> [WHAT IS EXPECTED]: Please rewrite the passage on the passing of time starting with "Father Time keeps" and going on through "how she acted.", with "asset" changed to "fortune".

> [EXERCISE TEXT]:
————————
When I fell to sleep that night, it was with an extra quarter of an hour well worth remembering forever.

Opportunities to observe my children without them knowing are few and far between. I would surrender all I had and slowly pay it back were I offered the chance to nestle inside their heads for a while or more. I was thrilled for a chance that afternoon to be a fly on the wall. Max was in class, back to the window, his teacher pretending not to notice me on the other side of the long pane of glass. The door was closed but the walls were thin, and among the dozen voices singing in a circle, I could clearly hear the one who carried half my DNA.

It was wonderful to see Max as a student without him knowing I was there. He sang, he danced, he took turns. He said thank you, he smiled, he laughed. With just a few minutes to go before the door would swing open and Max would yell, “DADDY!” as he furiously ran into my arms, I realized with the iron weight of the innevitable that it was likely the last time I would ever have the pleasure of seeing him as an unguarded preschooler.

In the fall, Max will start kindergarten and the first chapter of my children’s lives will have finally faded into yesterday.

The sudden certainty was a dull mallet thudding against the soft skin of my slowly beating heart. This summer will bridge the gap between who he was and who he will be. In the fall he will be spending days as his sister has for the last two years, far from our eyes and constantly surrounded by the sights and sounds of a separate life. This is the natural order and all is as it should be, but I still feel it turning in my gut like the aftermath of a rich holiday meal.

The next day, I drove to pick up Mia from school while Max took an afternoon nap. Our family friend Fay just turned six,  so the two of us stopped by her house for a moment to drop off a small gift. We hadn’t been there for a few months, but Mia immediately dropped to the same spot where she’d drawn on the concrete during the last visit, making long arcs of washed out color while I talked to Fay’s dad and grandma, keeping watch from the corner of my eye.

The months have only made her more beautiful. She looked so big there, drawing her name in chalk no different than she did the last time. Her letters a little loopier and her Y a little longer, legs now spilling a little past the edge they merely met before. My thoughts immediately drifted back to Max who seems to have shot up three inches in the last month as the last of the toddler disappeared from his cheeks.

I know I talk about the passing of time an awful lot. It’s one of my most consistent themes, both here and in my most private pages. I can’t help it. My favorite stage of the rose has always been when the blooms are full and the petals are about to drop – the perfume so pungent it permeates the air.

The rose in that moment will never be more striking, it’s scent never richer. The petals drop and all is left to memory.

Writer Dad

The Sands of Time

The Sands of Time

The sands of TIME are always dropping.
Never slowing, never stopping.
TIME moves on, his beat unchanging.
Minutes for moments, always exchanging.

Father Time keeps everything steady.
He only cares about us, not if we’re ready.
TIME is his asset – the greatest we get.
We must discover this early and never forget.

June never knew this, at least that’s how she acted.
The character of days she routinely subtracted.
Whittling hours to minutes, then seconds to nil,
Life rolled from her grip like a boulder down hill.

June never quite got it – that TIME is a treasure,
And should only be used in appreciative measure.
June thought of her TIME as unending as water,
She lined up her minutes then led them to slaughter.

Father Time (as you know) is ancient and fair.
He is always alert and always aware.
————————
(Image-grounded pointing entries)
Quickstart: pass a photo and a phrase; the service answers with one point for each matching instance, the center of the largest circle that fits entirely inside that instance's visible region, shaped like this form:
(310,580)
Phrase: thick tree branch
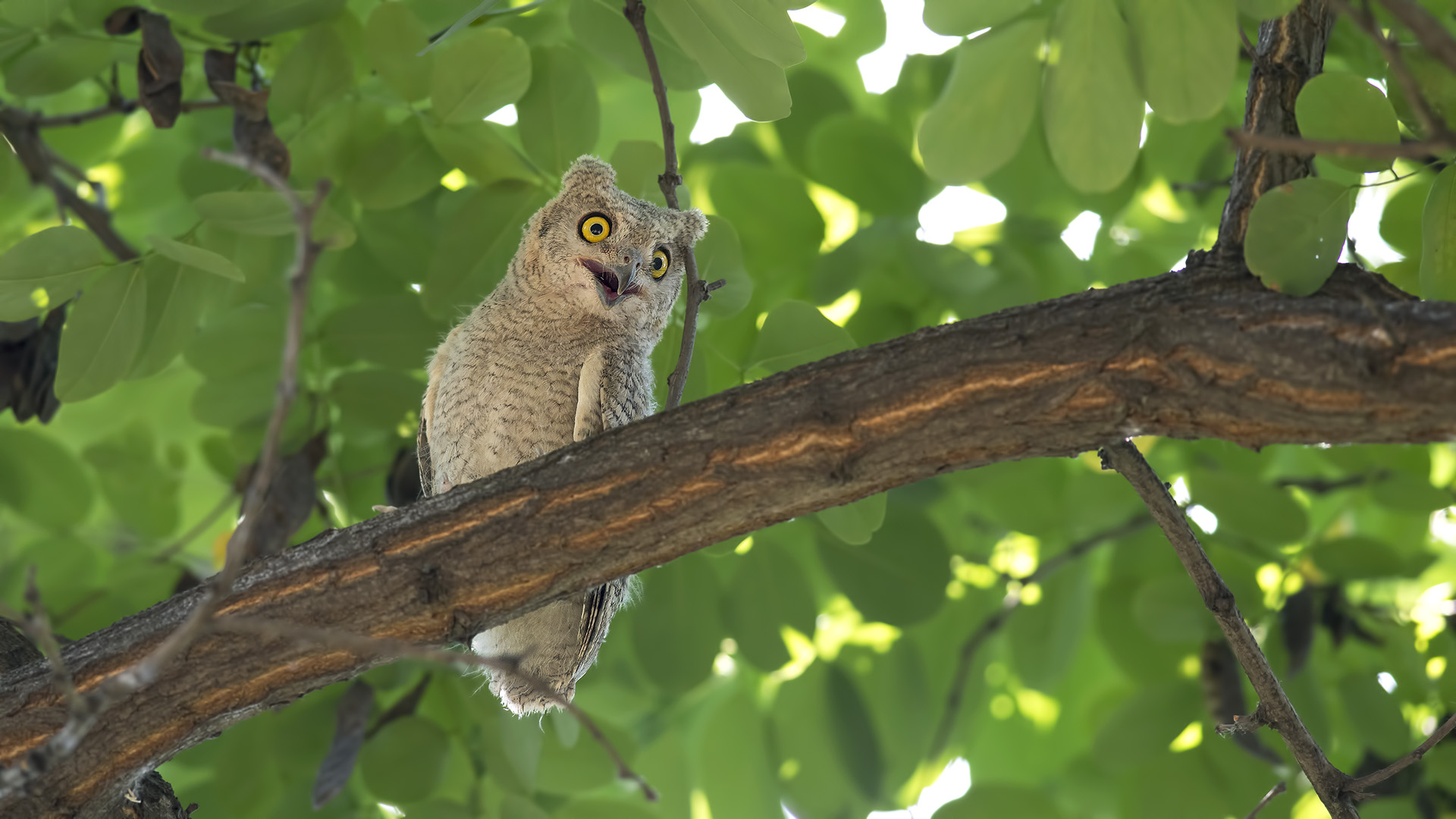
(993,624)
(669,181)
(1291,52)
(1200,353)
(1274,707)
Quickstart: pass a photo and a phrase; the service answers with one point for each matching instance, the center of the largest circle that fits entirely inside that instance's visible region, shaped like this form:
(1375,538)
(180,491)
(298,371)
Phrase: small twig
(1432,124)
(669,181)
(1427,30)
(998,620)
(398,649)
(1269,798)
(1274,706)
(1404,761)
(1299,146)
(143,673)
(197,529)
(38,629)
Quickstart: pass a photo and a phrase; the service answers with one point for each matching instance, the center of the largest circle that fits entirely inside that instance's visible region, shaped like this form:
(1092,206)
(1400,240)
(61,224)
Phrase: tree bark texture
(1200,353)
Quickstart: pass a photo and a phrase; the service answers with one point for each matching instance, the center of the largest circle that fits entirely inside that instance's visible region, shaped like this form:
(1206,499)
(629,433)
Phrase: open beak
(613,283)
————————
> [WRITTEN ANSWER]:
Father Time keeps everything steady.
He only cares about us, not if we’re ready.
TIME is his fortune – the greatest we get.
We must discover this early and never forget.

June never knew this, at least that’s how she acted.